CZA ended the week at $2.90. 

After such a skyrocket week, I anticipate there will be a bit of retrace before resuming the modest but stable upchannel it's been following so far this year.


----------



## JTLP (6 May 2008)

WOWSERS...

Finished on its all time high of 3.65 today.

Can somebody with technical knowledge give me some insight on this please?

Is this Wave 3? 

Treefrog, GG 

Shanks

JTLP


----------



## Nick Radge (6 May 2008)

JTLP,
I'm on at $2.30. Don't get too concerned about trying to analyze it. Your job is to manage it. Just run a trailing stop behind the price action and let it do its job. 

Nick


----------



## JimmySwell (9 May 2008)

CZA touched $3.90 during the past week and is sitting at $3.86 as I type.

They have deals with China in play.


----------



## michael_selway (9 May 2008)

JimmySwell said:


> CZA touched $3.90 during the past week and is sitting at $3.86 as I type.

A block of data
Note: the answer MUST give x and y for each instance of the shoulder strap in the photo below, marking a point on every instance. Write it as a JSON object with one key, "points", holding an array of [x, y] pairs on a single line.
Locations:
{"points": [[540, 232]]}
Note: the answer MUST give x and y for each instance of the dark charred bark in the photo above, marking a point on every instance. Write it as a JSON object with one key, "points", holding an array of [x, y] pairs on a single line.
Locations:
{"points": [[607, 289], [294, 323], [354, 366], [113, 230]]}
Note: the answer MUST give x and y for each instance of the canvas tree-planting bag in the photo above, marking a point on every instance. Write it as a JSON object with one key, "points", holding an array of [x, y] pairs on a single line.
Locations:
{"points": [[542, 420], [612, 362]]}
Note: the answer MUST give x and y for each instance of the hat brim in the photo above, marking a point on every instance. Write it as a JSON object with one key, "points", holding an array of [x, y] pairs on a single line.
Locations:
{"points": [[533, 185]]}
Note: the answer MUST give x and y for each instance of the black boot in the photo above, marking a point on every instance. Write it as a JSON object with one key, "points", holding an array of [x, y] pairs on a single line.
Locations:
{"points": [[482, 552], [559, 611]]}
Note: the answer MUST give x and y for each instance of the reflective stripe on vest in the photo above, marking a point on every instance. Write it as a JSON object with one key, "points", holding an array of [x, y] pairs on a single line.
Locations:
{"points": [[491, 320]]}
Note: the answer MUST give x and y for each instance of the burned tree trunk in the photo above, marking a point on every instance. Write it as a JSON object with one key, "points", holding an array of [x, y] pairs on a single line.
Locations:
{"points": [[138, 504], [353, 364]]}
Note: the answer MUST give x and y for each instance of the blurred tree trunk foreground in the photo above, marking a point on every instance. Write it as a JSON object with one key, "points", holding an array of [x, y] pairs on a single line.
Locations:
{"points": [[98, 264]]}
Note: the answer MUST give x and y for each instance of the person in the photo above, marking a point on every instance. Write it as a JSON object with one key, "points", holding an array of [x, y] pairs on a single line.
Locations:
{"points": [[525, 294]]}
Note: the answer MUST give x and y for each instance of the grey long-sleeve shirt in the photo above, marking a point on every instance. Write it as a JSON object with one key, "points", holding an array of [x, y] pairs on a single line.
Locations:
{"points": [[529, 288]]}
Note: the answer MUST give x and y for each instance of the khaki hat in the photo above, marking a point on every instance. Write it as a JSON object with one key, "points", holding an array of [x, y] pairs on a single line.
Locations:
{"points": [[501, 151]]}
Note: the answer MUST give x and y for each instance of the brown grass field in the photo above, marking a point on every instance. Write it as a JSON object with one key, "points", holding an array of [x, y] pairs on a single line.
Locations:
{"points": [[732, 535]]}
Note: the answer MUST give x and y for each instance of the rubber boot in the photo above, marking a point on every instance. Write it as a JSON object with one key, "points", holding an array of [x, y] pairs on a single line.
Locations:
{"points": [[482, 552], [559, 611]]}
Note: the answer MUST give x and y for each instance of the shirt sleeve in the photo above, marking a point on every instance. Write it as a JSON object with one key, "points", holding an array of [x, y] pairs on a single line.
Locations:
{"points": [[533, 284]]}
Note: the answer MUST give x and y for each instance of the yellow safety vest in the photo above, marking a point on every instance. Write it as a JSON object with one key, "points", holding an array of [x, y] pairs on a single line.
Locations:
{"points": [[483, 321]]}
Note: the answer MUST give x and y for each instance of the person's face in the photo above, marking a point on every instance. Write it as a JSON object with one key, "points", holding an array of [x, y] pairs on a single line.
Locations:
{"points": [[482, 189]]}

(EXERCISE TASK): Return the entire forum thread about CZA stock word for word.

(ANSWER TO THE TASK):
CZA ended the week at $2.90. 

After such a skyrocket week, I anticipate there will be a bit of retrace before resuming the modest but stable upchannel it's been following so far this year.


----------



## JTLP (6 May 2008)

WOWSERS...

Finished on its all time high of 3.65 today.

Can somebody with technical knowledge give me some insight on this please?

Is this Wave 3? 

Treefrog, GG 

Shanks

JTLP


----------



## Nick Radge (6 May 2008)

JTLP,
I'm on at $2.30. Don't get too concerned about trying to analyze it. Your job is to manage it. Just run a trailing stop behind the price action and let it do its job. 

Nick


----------



## JimmySwell (9 May 2008)

CZA touched $3.90 during the past week and is sitting at $3.86 as I type.

They have deals with China in play.


----------



## michael_selway (9 May 2008)

JimmySwell said:


> CZA touched $3.90 during the past week and is sitting at $3.86 as I type.